• **Task details**
Reproduce the records below exactly as they appear, omitting any pictures they contain.

[Object location annotation data]
----------

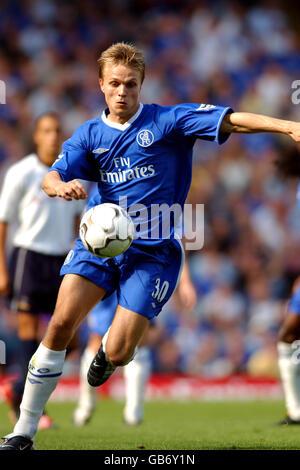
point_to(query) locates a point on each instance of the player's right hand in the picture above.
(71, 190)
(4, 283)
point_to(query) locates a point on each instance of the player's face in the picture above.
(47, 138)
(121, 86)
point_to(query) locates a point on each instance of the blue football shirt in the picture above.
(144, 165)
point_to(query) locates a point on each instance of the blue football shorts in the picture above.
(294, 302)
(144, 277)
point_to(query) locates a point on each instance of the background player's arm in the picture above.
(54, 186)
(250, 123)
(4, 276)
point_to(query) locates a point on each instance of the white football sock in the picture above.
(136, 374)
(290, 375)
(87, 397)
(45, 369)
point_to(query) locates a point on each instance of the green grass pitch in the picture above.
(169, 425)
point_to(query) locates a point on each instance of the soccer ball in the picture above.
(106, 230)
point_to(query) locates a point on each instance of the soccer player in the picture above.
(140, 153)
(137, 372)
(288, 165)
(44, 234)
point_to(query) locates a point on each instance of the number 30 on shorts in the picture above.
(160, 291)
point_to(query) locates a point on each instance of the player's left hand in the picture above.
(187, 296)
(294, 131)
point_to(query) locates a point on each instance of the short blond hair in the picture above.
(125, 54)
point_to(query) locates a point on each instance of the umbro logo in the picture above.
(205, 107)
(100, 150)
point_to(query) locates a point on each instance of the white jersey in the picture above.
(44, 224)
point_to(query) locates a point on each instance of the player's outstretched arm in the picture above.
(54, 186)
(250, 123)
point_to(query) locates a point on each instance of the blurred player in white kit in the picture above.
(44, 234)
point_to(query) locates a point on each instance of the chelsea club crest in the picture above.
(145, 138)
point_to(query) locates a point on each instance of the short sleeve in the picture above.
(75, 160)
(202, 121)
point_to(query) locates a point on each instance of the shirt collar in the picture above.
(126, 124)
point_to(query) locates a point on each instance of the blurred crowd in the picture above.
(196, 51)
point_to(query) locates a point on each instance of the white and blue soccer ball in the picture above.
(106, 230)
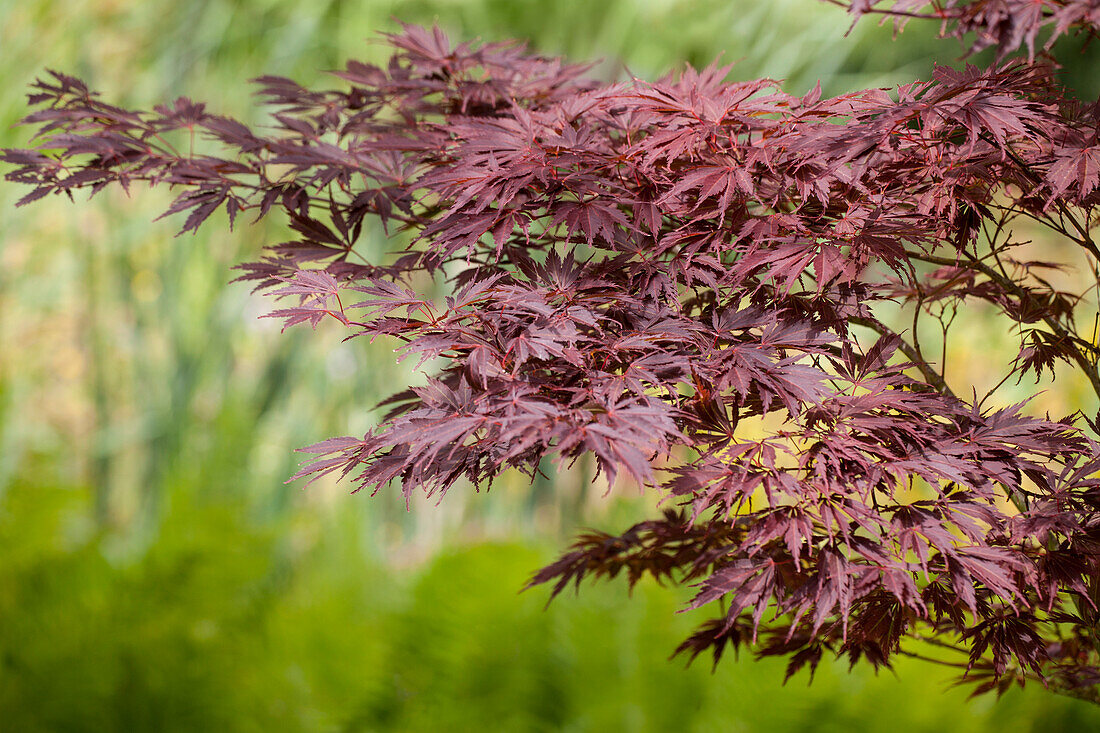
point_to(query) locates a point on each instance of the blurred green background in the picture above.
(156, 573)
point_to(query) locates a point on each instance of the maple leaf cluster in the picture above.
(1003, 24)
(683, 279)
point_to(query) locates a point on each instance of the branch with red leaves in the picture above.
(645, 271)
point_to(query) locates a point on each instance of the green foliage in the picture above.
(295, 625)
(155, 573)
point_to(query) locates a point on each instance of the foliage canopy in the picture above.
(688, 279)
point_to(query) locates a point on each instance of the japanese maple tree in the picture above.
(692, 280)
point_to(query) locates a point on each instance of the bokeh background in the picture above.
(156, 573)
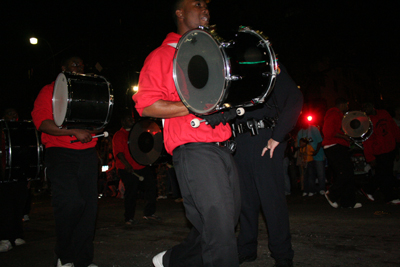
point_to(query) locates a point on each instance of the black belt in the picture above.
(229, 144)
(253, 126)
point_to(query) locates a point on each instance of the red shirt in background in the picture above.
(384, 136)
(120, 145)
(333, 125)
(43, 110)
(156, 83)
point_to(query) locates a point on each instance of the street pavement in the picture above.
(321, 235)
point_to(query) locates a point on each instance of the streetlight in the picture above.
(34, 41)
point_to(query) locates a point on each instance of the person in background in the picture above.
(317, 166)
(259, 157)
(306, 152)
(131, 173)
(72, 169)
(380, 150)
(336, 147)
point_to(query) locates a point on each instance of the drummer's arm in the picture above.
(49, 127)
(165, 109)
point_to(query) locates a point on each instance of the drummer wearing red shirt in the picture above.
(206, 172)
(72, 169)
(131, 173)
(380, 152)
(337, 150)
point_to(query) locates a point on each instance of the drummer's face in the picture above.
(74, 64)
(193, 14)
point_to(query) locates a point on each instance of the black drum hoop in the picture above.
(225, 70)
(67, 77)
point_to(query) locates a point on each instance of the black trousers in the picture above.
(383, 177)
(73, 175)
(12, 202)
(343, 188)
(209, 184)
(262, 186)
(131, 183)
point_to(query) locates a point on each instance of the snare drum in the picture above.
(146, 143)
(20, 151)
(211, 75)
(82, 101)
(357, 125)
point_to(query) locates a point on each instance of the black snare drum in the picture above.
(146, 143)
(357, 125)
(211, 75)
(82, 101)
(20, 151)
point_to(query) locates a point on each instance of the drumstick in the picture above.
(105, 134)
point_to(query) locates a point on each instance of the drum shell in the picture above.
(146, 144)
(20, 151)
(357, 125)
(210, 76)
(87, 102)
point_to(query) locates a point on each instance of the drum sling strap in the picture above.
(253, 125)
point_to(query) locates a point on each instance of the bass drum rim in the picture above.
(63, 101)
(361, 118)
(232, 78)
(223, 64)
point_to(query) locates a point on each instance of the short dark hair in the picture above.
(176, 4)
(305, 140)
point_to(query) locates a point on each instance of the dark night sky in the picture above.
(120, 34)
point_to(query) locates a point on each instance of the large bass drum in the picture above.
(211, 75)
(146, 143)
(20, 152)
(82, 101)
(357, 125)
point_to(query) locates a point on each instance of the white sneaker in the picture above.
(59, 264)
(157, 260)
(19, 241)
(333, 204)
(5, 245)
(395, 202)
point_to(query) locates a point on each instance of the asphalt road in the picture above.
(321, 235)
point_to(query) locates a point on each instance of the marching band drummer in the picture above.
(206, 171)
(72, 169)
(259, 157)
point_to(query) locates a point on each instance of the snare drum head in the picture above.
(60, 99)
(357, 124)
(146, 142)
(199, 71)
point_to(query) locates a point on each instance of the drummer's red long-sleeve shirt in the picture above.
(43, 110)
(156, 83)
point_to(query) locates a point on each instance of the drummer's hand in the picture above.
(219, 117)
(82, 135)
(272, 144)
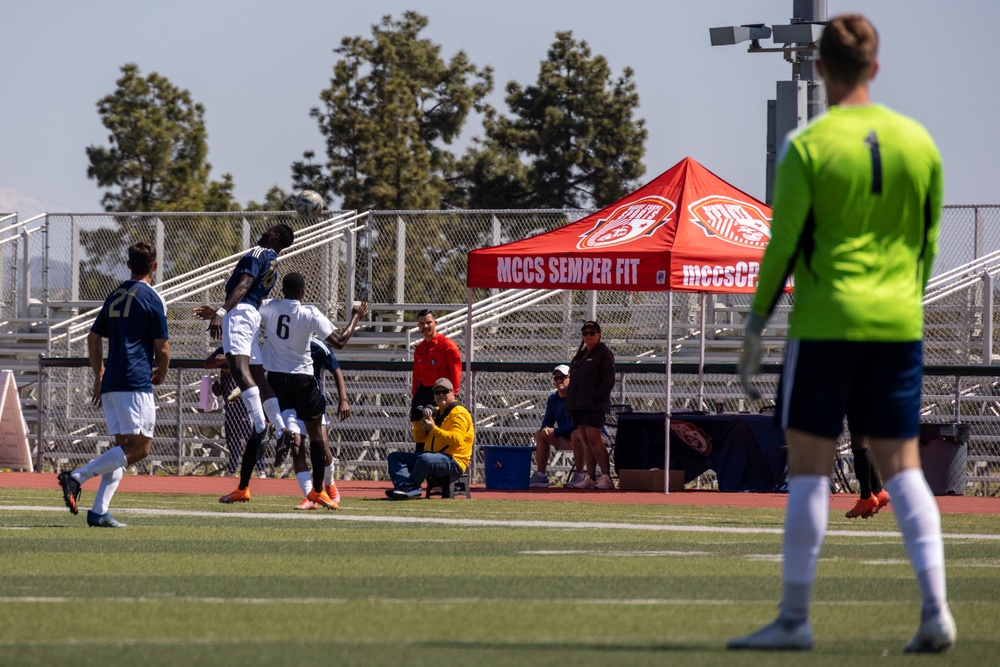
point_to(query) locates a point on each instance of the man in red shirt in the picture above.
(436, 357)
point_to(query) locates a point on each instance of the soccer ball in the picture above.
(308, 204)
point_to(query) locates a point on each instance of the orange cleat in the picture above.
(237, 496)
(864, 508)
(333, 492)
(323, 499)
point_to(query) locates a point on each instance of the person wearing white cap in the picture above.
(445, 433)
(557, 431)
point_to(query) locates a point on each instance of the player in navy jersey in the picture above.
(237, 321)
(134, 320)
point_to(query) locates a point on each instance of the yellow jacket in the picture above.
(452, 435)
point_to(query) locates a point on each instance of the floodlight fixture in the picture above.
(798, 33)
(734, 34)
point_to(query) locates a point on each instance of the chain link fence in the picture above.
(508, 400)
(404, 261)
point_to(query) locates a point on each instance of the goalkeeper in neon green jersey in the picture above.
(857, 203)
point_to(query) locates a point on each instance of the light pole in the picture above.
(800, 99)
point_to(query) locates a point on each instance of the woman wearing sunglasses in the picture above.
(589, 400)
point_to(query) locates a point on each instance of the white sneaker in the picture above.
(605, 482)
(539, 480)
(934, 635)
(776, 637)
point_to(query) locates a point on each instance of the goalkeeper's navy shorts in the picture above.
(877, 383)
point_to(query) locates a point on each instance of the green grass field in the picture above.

----------

• **Final result**
point_to(query) locates a point on each instance of the player's right hand in the picture above.
(71, 190)
(4, 283)
point_to(query) locates a point on each instance of the player's face in the picture above.
(47, 138)
(121, 86)
point_to(query) locates a point on each instance of the blue football shirt in the picture above.
(144, 165)
point_to(query) locates a point on each instance of the blue football shorts in the picture above.
(294, 302)
(144, 277)
point_to(query) locates a point on each instance of the background player's arm in the picture above.
(54, 186)
(250, 123)
(4, 276)
point_to(query) locates a point on each instance of the white football sock in the picture above.
(136, 374)
(290, 375)
(87, 397)
(45, 369)
point_to(query) locates a point on each instance of the green grass pitch in the picture above.
(169, 425)
point_to(query) locates a point on each instance of the soccer ball in the picture above.
(106, 230)
point_to(query) locates a point on each instance of the soccer player in the picture above.
(140, 153)
(137, 372)
(288, 165)
(44, 234)
point_to(query) locates a point on each instance of the number 30 on shorts in the picture above.
(160, 291)
point_to(query) locates a point on each instance of the player's left hand in the picture above.
(187, 296)
(294, 131)
point_to(query) locates a point on each instance of the short blond hair in the picture above.
(125, 54)
point_to(query) locates a point on each instance of the umbro logo in the picture above.
(205, 107)
(100, 150)
point_to(query) locates a point on each instance of the white jersey in the picture above.
(44, 224)
point_to(query) locates a point on each instance of the player's outstretched arm in the picture above.
(54, 186)
(250, 123)
point_to(query) locates a point on each instance of the blurred player in white kit in the picture above.
(44, 234)
point_to(query) locates a point on each instance of the chelsea club crest in the picture above.
(145, 138)
point_to(query) locates a point on each instance of the short sleeve in the picture above.
(75, 160)
(202, 121)
point_to(query) locates a point on each instance of the shirt collar in the picture above.
(126, 124)
point_to(query) locates a point on each instance of the blurred crowd in the picture above.
(196, 51)
point_to(query) locates a point on each instance of the white and blue soccer ball in the picture above.
(106, 230)
point_to(query) locates a point on each instance of the blurred green background in the picture above.
(156, 573)
point_to(query) locates a point on each instance of the maple leaf cluster in the picture above.
(1003, 24)
(683, 279)
point_to(query) locates a point on each instance of the branch with red leaves in the picture above.
(645, 271)
point_to(query) locates a point on each instance of the green foliage in the picture above.
(295, 625)
(155, 573)
point_to(query) locates a point on each instance of the foliage canopy in the picture above.
(688, 279)
point_to(query) locates a point on each instance of the japanese maple tree in the picture above.
(692, 280)
point_to(query) locates a point on each instance of the bokeh background in the picture above.
(156, 573)
point_to(query) locates a point on each instance of the black belt in the picture above.
(229, 144)
(253, 126)
point_to(query) locates a point on each instance of the red shirt in background in the picture above.
(384, 136)
(120, 145)
(333, 125)
(43, 110)
(156, 83)
point_to(query) locates a point on each instance of the street pavement in the picture above.
(321, 235)
point_to(query) locates a point on each instance of the streetlight in the picture above.
(34, 41)
point_to(query) locates a point on each instance of the person in background in the picture above.
(317, 166)
(259, 157)
(306, 152)
(131, 173)
(72, 169)
(380, 150)
(336, 147)
point_to(query) locates a point on each instance of the drummer's arm in the picture above.
(49, 127)
(165, 109)
point_to(query) locates a point on each instance of the drummer wearing red shirt in the picture above.
(206, 172)
(72, 169)
(131, 173)
(380, 152)
(337, 150)
point_to(query) locates a point on each instance of the drummer's face in the picture above.
(74, 64)
(193, 14)
point_to(query) locates a point on each instance of the black drum hoop in the picture above.
(225, 70)
(67, 77)
point_to(query) locates a point on each instance of the black trousers in the picture above.
(383, 177)
(73, 175)
(12, 202)
(343, 188)
(209, 184)
(262, 186)
(131, 183)
point_to(query) locates a point on each instance of the snare drum in the picture above.
(146, 143)
(20, 151)
(211, 75)
(82, 101)
(357, 125)
point_to(query) locates a point on each instance of the black snare drum in the picture above.
(146, 143)
(357, 125)
(211, 75)
(82, 101)
(20, 151)
point_to(query) locates a point on each instance of the drumstick in the picture above.
(105, 134)
point_to(query) locates a point on each instance of the drum shell in the picture above.
(146, 144)
(20, 151)
(357, 125)
(210, 76)
(87, 102)
point_to(query) locates a point on each instance of the drum sling strap in the picture above.
(253, 125)
point_to(query) locates a point on each instance of the bass drum rim in the picture above.
(63, 101)
(361, 118)
(232, 78)
(223, 64)
point_to(query) locates a point on each instance of the short dark hair in the picture above.
(176, 4)
(305, 140)
point_to(query) locates a point on each instance of the dark night sky in the picture above.
(120, 34)
point_to(query) locates a point on each instance of the large bass drum in the picture above.
(211, 75)
(146, 143)
(20, 152)
(82, 101)
(357, 125)
point_to(query) locates a point on each instance of the white sneaker in the picture above.
(59, 264)
(157, 260)
(19, 241)
(333, 204)
(5, 245)
(395, 202)
point_to(query) locates a point on each instance of the asphalt road in the picture above.
(321, 235)
point_to(query) locates a point on each instance of the marching band drummer in the picture above.
(206, 171)
(72, 169)
(259, 157)
point_to(query) locates a point on each instance of the snare drum head in the picture above.
(60, 99)
(357, 124)
(146, 142)
(199, 71)
point_to(query) locates a point on each instance of the drummer's red long-sleeve shirt in the picture above.
(43, 110)
(156, 83)
point_to(query) locates a point on each instance of the drummer's hand in the picture above.
(219, 117)
(82, 135)
(272, 144)
point_to(query) locates a point on each instance of the man in red shirt in the picture above.
(436, 357)
point_to(query) locates a point on each instance of the soccer ball in the picture above.
(308, 204)
point_to(query) locates a point on each instance of the orange cleat in the picture above.
(237, 496)
(864, 508)
(333, 492)
(323, 499)
point_to(query) locates a point on each instance of the person wearing white cap in the picture above.
(445, 433)
(557, 431)
point_to(query) locates a point on each instance of the player in navy jersey in the picture above.
(237, 321)
(134, 320)
point_to(query) locates a point on each instance of the yellow jacket in the picture above.
(452, 435)
point_to(query) locates a point on each instance of the floodlight fixture in the picture above.
(798, 33)
(734, 34)
point_to(query) locates a point on each instance of the chain link fence in the picture above.
(508, 400)
(404, 261)
point_to(query) locates a point on each instance of the goalkeeper in neon green jersey in the picture above.
(857, 203)
point_to(query) locates a point on each instance of the light pole in the picture above.
(800, 99)
point_to(query) locates a point on each instance of the woman wearing sunglasses in the picture above.
(589, 400)
point_to(query) locates a point on each instance of the white sneaker in the picture above.
(605, 482)
(539, 480)
(934, 635)
(776, 637)
point_to(query) locates a point on each instance of the goalkeeper's navy shorts in the picture above.
(877, 383)
point_to(query) locates a point on each instance of the green grass field in the picture above.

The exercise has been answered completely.